Dataset records
---------------

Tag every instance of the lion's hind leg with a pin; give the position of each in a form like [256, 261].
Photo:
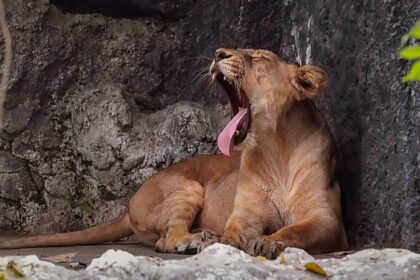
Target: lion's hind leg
[180, 211]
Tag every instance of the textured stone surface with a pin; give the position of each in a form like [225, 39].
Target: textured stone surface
[97, 103]
[224, 262]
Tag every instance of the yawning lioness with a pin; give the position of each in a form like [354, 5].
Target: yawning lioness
[274, 186]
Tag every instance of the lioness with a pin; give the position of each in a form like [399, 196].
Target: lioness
[276, 188]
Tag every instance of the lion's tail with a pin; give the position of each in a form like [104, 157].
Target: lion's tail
[110, 231]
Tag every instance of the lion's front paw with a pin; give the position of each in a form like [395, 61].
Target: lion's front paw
[263, 246]
[185, 244]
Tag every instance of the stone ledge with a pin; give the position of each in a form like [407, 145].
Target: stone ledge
[224, 262]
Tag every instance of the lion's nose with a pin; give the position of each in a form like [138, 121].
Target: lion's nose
[221, 54]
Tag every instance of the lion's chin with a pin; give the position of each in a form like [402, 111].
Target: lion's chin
[237, 129]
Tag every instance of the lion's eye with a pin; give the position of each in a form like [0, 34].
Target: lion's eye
[259, 57]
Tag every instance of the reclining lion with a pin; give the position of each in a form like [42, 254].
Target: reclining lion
[274, 187]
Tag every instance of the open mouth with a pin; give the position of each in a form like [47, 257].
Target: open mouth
[237, 128]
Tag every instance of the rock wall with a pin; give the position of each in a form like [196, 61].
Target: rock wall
[102, 96]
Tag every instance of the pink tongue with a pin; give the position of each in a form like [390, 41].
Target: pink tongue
[227, 136]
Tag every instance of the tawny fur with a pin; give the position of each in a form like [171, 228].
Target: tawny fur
[278, 189]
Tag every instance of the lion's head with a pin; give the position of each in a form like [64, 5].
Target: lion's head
[257, 81]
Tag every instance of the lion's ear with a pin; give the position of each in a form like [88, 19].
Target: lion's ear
[309, 81]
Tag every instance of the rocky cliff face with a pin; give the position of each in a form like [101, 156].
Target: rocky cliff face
[102, 96]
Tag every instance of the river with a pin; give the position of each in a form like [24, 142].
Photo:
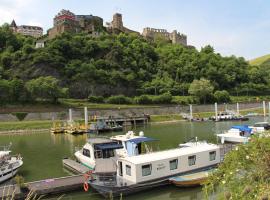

---------------

- Objective
Copy every one of the items above word for word, leaving out the pictures.

- Response to the task
Tag every instance of the lion's hind leg with a pin; give the position of each in a form like [256, 261].
Photo:
Target: lion's hind leg
[180, 211]
Tag every instance of the textured stone surface with a pin; give the position of each in a form like [225, 39].
Target: textured stone surface
[97, 103]
[224, 262]
Tag every instance of the yawning lioness with a pin; give the position of each in a form like [354, 5].
Target: yawning lioness
[274, 186]
Tag every instance of the lioness with a pin; give the position of each in a form like [399, 196].
Target: lioness
[276, 188]
Tag every instance of the lion's tail with a pin; give the position of each in a form like [104, 157].
Target: lion's tail
[110, 231]
Tag every instance of the lion's front paw with a pin; give the position of each in a form like [395, 61].
Target: lion's front paw
[263, 246]
[185, 244]
Tag every instance of the stone ledge with a pin; give the position of each in a form like [407, 145].
Target: stone ledge
[224, 262]
Tag every instance of the lion's nose with a pin; give the position of each in a form like [138, 121].
Target: lion's nose
[221, 54]
Tag every instance of the lion's chin with a pin; give the position of each in a form like [402, 111].
Target: lion's chin
[237, 129]
Tag every instance of the lion's eye with a pin; give the position of each in a form like [0, 34].
Target: lion's eye
[259, 57]
Tag every instance of the reclining lion with a pin; give the position of each in a form like [42, 254].
Target: reclining lion
[274, 187]
Tag every instance of the open mouth with a pin; give the position of each in a form like [47, 257].
Target: open mouth
[237, 128]
Tag every instance of the rock wall with a pin; give the position of each in a form like [196, 61].
Target: rock wall
[102, 96]
Tag every instance of the pink tongue with a pin; give the position of each in a form like [390, 41].
Target: pink tongue
[227, 136]
Tag every instance of the tawny fur with a pin; give the position of each in a form like [171, 228].
Target: tawny fur
[278, 189]
Tag every instance of the lion's head with a pin; give the position of each in a form like [64, 5].
Target: lion's head
[257, 81]
Tag every instance of the lion's ear with a pin; give the position of each in a form like [88, 19].
Target: lion's ear
[309, 81]
Tag every instance of the rocky cliff face with a pin; give the position of each in a form like [101, 156].
Target: rocky cliff face
[102, 96]
Tag every instance of the river with a pin; give the position of each in a form like [24, 142].
Photo:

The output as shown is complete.